## Task brief
Starting from the first line below, count every line holding the word "white", then state the total alone.

──────── Data provided

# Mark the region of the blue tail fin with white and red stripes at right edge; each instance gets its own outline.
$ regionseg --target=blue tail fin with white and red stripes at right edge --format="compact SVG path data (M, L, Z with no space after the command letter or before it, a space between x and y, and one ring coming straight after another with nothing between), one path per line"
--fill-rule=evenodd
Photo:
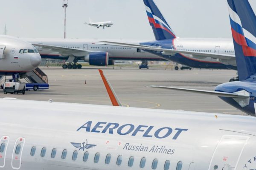
M248 0L227 0L239 80L256 74L256 16Z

────────────────

## Answer to this problem
2